Short problem:
Reproduce the stretch of the records below from the start through the line containing "500 333 L 503", keeping every character identical.

Supplied material:
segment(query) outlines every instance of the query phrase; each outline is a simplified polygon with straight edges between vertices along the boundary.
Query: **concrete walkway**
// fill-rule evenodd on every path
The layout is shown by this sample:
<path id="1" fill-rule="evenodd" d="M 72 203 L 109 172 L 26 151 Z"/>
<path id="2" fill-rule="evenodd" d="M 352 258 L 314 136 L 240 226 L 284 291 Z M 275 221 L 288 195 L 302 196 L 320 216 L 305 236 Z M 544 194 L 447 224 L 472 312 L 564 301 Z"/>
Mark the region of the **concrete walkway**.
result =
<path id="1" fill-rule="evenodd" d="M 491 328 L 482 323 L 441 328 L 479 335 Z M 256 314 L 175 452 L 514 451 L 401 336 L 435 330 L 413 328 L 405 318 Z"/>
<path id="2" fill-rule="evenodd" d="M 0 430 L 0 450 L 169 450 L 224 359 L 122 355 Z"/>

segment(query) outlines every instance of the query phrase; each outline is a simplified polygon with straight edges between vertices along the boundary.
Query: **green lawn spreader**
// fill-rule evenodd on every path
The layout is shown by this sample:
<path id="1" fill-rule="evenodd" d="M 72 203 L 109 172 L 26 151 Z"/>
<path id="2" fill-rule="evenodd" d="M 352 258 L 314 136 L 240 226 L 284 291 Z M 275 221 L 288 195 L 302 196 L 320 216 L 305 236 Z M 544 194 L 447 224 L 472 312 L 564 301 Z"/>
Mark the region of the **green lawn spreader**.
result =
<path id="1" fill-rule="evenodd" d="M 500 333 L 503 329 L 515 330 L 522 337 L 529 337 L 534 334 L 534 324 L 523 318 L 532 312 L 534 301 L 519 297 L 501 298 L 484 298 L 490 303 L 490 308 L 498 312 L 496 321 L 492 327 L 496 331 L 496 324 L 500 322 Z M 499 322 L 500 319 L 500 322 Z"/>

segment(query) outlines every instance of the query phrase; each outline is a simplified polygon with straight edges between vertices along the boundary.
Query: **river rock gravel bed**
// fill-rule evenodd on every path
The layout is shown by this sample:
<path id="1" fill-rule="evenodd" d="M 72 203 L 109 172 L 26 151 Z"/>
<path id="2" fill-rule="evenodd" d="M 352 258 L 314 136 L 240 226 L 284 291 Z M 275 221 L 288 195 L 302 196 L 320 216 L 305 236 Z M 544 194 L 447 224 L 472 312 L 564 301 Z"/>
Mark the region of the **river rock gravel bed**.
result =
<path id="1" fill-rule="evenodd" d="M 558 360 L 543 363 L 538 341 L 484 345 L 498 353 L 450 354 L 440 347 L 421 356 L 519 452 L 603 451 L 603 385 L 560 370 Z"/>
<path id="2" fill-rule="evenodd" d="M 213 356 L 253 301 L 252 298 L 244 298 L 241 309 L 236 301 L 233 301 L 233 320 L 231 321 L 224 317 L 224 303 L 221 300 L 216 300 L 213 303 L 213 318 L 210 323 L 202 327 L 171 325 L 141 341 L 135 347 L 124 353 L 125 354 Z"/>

Full response:
segment(query) outlines every instance of the query phrase; each outline is a simplified polygon with straight edges between vertices along the boundary.
Query: **concrete walkway**
// fill-rule evenodd on every path
The layout is shown by this sample:
<path id="1" fill-rule="evenodd" d="M 72 203 L 109 172 L 26 151 Z"/>
<path id="2" fill-rule="evenodd" d="M 352 258 L 314 136 L 240 226 L 284 291 Z M 275 221 L 288 195 L 302 196 L 320 216 L 305 236 Z M 544 194 L 447 224 L 472 312 L 564 301 Z"/>
Mark the region of the **concrete walkway**.
result =
<path id="1" fill-rule="evenodd" d="M 491 328 L 482 323 L 441 328 L 479 335 Z M 256 314 L 175 452 L 514 451 L 401 336 L 435 330 L 413 328 L 405 318 Z"/>
<path id="2" fill-rule="evenodd" d="M 0 430 L 0 450 L 169 450 L 224 359 L 122 355 Z"/>

segment(query) outlines every instance of the query phrase; each outline is a simplified polygon with straight edges between vertices along the boundary.
Query: **green lawn spreader**
// fill-rule evenodd on every path
The layout is shown by this sample:
<path id="1" fill-rule="evenodd" d="M 72 203 L 109 172 L 26 151 Z"/>
<path id="2" fill-rule="evenodd" d="M 352 258 L 314 136 L 240 226 L 284 291 Z M 275 221 L 288 195 L 302 196 L 320 216 L 305 236 Z M 544 194 L 447 224 L 472 312 L 564 301 Z"/>
Mark the region of the **green lawn spreader**.
result =
<path id="1" fill-rule="evenodd" d="M 500 333 L 503 329 L 515 330 L 522 337 L 529 337 L 534 334 L 534 324 L 523 318 L 532 312 L 534 301 L 519 297 L 501 298 L 484 298 L 490 303 L 490 308 L 498 312 L 496 321 L 492 327 L 496 331 L 496 324 L 500 322 Z M 499 322 L 500 319 L 500 322 Z"/>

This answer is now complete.